● **WHAT THIS TASK INVOLVES**
Restate word for word the span that opens with the line containing "the wooden shelter" and closes with the final line of the data; give only those lines.

Point localization data:
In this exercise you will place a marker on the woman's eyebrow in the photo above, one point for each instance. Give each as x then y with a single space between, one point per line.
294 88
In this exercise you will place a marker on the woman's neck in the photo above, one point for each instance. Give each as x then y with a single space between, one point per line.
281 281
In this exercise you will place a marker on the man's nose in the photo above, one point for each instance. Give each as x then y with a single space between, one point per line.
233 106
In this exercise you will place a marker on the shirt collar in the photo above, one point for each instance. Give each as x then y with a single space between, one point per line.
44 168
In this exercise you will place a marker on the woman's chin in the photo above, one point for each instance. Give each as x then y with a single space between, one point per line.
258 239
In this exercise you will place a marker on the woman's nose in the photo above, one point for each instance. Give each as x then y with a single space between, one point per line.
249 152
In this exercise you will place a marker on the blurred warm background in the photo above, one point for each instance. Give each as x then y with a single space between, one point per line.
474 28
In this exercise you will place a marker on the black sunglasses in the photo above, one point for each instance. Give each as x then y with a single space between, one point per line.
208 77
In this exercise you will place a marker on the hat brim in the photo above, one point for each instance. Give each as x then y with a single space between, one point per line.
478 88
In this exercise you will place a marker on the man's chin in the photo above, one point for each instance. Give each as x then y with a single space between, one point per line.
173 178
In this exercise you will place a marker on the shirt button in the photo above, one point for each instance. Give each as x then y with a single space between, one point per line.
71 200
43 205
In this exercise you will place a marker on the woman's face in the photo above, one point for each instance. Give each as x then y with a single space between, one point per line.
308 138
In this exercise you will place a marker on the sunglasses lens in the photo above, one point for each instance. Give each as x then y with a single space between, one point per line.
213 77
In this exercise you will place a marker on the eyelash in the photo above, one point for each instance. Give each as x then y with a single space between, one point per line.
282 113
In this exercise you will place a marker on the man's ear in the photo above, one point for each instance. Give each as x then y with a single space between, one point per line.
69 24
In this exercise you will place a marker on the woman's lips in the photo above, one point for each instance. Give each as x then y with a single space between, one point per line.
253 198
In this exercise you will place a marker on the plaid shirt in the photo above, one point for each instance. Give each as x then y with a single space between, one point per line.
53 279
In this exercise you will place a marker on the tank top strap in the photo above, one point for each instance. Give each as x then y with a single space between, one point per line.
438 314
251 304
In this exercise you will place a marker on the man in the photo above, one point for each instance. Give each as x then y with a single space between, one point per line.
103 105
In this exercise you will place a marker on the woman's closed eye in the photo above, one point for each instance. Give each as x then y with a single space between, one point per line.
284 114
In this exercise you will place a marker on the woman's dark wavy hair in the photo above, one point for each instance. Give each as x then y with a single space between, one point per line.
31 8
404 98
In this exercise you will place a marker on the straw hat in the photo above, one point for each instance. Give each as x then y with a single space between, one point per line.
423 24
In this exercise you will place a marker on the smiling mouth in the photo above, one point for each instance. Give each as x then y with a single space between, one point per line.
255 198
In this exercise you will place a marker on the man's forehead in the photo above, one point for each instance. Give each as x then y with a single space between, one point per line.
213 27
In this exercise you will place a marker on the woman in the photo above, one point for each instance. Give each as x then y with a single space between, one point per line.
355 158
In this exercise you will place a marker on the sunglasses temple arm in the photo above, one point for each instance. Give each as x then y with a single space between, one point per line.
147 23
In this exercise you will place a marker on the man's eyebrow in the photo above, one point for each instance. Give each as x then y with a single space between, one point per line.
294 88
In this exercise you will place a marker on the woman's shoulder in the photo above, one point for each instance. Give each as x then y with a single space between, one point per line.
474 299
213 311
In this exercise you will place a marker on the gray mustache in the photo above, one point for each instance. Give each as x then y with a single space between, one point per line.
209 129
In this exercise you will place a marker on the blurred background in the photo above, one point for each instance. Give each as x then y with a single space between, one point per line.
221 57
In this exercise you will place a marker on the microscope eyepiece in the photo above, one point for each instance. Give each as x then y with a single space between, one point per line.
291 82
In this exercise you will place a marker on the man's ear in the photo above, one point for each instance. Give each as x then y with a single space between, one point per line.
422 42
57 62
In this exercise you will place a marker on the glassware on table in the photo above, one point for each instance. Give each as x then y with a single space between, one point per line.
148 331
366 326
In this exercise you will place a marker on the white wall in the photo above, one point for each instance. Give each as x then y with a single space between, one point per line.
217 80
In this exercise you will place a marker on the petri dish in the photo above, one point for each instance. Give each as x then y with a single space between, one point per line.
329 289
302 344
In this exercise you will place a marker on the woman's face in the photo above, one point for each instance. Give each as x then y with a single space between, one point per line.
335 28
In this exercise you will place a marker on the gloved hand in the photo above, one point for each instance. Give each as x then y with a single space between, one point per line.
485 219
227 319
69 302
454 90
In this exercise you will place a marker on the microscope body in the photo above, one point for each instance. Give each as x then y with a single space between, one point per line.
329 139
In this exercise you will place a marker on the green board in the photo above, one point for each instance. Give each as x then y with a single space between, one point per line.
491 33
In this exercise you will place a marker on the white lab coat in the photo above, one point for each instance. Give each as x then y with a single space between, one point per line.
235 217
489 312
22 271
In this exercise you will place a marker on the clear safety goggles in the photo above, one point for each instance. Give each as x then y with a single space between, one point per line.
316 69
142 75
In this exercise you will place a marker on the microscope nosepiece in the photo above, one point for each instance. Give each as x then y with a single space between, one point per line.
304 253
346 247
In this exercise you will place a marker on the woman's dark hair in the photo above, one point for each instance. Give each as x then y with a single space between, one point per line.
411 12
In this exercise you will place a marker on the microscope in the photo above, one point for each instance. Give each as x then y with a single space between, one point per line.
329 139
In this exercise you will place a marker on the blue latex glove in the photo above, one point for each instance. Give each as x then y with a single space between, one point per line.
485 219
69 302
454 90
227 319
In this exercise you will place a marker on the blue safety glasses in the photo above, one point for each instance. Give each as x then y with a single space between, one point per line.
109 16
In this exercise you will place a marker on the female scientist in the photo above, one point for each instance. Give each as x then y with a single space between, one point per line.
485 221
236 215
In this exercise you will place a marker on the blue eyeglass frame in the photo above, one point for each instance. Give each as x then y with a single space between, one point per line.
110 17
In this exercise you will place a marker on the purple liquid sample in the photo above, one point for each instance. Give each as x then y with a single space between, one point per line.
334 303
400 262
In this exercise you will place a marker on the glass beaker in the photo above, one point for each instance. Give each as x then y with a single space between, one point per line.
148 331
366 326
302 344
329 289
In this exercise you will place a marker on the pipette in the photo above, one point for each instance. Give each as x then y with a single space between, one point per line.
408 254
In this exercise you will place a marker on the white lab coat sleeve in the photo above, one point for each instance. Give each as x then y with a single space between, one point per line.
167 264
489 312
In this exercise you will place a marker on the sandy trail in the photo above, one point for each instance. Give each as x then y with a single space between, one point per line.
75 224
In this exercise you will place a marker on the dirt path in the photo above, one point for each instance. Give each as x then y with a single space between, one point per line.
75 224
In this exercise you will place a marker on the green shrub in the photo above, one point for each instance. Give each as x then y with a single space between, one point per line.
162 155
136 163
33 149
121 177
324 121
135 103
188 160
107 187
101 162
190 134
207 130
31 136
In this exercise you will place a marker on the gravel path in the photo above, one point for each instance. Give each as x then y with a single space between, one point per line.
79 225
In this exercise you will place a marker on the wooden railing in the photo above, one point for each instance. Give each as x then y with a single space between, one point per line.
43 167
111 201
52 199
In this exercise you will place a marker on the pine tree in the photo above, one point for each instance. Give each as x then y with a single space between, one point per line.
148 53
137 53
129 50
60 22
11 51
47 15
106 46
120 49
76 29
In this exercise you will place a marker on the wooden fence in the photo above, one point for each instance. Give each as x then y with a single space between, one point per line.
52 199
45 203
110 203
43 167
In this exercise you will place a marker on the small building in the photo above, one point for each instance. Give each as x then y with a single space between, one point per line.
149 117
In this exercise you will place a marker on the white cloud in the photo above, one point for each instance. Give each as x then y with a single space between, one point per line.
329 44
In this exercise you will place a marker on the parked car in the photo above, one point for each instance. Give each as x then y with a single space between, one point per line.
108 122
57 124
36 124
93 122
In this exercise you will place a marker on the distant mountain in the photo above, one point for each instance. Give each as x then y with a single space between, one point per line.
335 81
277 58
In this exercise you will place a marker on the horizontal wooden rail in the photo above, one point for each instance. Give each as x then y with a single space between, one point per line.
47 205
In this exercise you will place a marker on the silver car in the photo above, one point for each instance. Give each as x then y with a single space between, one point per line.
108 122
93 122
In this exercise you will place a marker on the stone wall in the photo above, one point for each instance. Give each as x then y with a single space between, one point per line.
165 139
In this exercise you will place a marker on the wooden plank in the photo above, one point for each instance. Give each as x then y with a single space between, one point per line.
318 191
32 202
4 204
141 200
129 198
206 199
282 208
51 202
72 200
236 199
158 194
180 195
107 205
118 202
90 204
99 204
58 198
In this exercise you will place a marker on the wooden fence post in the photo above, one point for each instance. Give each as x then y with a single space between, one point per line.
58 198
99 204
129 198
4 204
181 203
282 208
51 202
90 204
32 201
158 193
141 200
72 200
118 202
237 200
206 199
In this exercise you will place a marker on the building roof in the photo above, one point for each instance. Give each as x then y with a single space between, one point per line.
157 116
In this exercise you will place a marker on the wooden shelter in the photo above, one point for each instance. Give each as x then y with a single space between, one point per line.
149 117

● **EXERCISE OUTPUT**
In this exercise you will place a marker on the wooden shelter in the photo above, one point for each instance. Give each as x then y with a single space between, one point per line.
149 117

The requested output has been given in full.